### [Dataset]
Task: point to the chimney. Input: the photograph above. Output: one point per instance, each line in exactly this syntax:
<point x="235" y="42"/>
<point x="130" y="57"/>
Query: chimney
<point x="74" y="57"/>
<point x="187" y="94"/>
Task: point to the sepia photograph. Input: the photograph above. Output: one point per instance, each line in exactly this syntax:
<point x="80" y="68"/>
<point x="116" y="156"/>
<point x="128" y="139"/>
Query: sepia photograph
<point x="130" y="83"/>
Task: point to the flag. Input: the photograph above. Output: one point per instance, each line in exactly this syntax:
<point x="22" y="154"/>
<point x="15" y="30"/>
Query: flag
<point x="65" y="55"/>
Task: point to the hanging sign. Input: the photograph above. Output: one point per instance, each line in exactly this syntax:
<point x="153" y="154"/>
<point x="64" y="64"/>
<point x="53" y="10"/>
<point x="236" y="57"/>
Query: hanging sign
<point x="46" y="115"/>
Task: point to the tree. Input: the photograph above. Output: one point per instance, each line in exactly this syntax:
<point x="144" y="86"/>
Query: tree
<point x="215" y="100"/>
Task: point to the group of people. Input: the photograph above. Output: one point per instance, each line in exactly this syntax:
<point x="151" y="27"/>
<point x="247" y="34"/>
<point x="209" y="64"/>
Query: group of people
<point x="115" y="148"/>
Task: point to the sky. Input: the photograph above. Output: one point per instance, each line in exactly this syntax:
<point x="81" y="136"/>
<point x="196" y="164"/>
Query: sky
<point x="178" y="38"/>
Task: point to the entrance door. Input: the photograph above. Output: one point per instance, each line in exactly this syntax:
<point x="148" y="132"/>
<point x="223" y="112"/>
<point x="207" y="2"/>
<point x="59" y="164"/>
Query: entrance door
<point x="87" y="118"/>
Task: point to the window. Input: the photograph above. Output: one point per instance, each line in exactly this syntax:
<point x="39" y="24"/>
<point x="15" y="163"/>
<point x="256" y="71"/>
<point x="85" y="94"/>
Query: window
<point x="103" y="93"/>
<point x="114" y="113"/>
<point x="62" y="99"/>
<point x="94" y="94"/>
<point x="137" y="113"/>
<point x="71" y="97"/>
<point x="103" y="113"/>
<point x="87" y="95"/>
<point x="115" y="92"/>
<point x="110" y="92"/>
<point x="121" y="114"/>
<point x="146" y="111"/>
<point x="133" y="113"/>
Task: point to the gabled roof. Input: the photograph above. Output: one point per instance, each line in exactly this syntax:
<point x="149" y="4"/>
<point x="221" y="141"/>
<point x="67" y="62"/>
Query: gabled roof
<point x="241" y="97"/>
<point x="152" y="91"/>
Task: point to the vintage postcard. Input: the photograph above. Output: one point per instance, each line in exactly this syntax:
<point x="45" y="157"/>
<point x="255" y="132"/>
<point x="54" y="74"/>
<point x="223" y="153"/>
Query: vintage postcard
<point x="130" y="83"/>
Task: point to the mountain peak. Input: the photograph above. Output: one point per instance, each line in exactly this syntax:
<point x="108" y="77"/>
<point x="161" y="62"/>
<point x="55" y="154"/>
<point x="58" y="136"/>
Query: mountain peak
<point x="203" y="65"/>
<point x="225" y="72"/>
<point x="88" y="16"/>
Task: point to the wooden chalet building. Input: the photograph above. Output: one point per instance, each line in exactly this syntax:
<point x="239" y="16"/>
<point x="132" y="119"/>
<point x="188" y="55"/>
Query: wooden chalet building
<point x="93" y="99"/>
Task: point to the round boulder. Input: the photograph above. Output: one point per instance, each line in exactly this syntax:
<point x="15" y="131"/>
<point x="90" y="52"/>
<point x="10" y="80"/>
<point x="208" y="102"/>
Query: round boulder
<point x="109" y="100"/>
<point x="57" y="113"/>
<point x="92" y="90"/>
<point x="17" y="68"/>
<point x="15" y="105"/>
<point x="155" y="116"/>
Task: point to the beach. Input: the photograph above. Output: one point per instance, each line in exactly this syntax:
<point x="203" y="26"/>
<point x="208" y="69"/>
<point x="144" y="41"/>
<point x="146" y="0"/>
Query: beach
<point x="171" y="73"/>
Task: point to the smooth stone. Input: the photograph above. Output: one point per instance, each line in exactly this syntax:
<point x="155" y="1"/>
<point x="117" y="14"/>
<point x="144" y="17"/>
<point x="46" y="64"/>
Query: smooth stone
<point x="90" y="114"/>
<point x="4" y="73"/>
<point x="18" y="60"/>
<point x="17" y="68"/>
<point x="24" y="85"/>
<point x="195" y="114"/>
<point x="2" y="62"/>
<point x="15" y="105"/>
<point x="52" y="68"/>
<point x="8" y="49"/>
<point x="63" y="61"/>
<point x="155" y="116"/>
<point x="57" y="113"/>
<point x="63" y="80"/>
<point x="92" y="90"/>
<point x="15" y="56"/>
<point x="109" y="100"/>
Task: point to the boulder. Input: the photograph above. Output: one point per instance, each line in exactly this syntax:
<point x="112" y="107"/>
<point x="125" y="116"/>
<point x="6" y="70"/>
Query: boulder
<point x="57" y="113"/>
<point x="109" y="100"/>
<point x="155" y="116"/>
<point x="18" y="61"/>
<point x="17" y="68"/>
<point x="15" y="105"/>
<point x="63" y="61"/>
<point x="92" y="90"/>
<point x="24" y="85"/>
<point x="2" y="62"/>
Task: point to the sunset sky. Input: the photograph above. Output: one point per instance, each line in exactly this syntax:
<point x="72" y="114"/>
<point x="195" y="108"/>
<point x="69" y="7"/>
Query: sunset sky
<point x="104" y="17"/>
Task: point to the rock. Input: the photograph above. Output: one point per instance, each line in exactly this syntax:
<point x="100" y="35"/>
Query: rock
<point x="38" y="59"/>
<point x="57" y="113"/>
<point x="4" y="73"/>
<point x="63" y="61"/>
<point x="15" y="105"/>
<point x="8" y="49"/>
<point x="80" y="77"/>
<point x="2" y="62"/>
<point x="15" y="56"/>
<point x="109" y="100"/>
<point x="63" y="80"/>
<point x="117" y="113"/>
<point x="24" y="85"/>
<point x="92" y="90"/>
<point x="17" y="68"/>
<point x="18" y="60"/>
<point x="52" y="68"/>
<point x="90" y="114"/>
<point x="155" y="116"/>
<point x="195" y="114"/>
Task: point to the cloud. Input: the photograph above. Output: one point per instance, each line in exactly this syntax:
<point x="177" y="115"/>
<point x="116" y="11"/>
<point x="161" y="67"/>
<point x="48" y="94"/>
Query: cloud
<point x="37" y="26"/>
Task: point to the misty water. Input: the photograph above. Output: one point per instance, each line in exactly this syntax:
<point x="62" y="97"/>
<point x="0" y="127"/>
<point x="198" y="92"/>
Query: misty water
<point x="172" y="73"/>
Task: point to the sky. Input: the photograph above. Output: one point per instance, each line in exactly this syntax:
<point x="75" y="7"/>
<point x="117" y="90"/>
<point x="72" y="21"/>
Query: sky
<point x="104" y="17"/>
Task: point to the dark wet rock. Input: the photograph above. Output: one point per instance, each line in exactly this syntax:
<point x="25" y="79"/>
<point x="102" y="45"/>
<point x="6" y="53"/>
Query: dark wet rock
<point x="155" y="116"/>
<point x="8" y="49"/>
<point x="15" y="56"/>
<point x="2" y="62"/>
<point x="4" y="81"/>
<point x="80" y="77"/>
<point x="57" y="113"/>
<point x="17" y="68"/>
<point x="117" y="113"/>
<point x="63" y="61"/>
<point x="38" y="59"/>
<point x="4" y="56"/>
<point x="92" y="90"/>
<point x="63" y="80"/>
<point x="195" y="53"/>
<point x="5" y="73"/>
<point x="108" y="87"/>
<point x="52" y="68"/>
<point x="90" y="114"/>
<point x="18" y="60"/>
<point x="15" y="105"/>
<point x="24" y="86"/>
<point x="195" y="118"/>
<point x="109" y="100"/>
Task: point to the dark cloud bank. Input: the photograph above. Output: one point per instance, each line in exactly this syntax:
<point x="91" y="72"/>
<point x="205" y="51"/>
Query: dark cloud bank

### [What the exercise asks]
Number of lines containing "bank" in the data: state it and nothing more.

### [Response below]
2